**Your task:** Copy every line of the records below, requests included, but scale each x and y coordinate in the answers by 1.85 and round to whole numbers, with halves rounded up. Leave the pictures out of your answer.

Items for location identification
* START *
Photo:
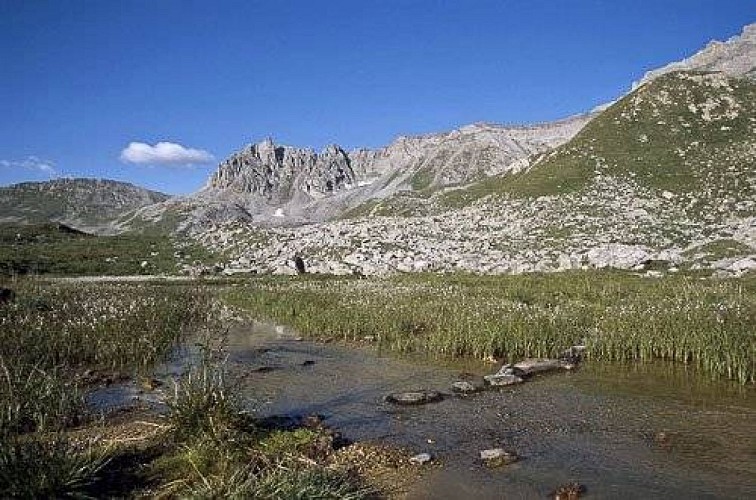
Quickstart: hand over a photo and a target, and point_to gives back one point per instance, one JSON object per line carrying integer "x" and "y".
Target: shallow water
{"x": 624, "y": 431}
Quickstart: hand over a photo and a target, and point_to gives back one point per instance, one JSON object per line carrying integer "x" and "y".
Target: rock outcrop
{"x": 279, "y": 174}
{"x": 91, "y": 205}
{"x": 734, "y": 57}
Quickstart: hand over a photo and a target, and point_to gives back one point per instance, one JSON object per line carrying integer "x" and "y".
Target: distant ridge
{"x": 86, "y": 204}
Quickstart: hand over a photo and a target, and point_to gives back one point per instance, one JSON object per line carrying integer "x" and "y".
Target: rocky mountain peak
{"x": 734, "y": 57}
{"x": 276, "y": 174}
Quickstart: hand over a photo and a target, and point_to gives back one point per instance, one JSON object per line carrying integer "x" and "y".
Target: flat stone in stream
* END *
**The output:**
Photo:
Quickstart: hand over a photo and a target, and point_to gives back one point per instance, one JSON object per line carrying integer "x" and "y".
Target: shallow water
{"x": 1154, "y": 797}
Quickstart: hand over a photo and a target, and point_to gives back one point per instance, one JSON object per line carrying integer "x" and "y".
Target: rock outcrop
{"x": 516, "y": 322}
{"x": 168, "y": 379}
{"x": 1358, "y": 105}
Quickstart: hand over a photo and a target, and point_to gives back one point per instance, one JSON object per line carrying integer "x" and "y".
Target: distant ridge
{"x": 159, "y": 377}
Quickstart: hand over a photo and a target, and point_to gives back one point per instance, one JSON object per line carrying integer "x" and "y".
Target: rocky mountain peak
{"x": 1358, "y": 105}
{"x": 511, "y": 322}
Quickstart: hand over a photo and a target, and point_to gives back one point per instance, one JSON object per line carrying integer "x" and "y".
Target: flat stone in stream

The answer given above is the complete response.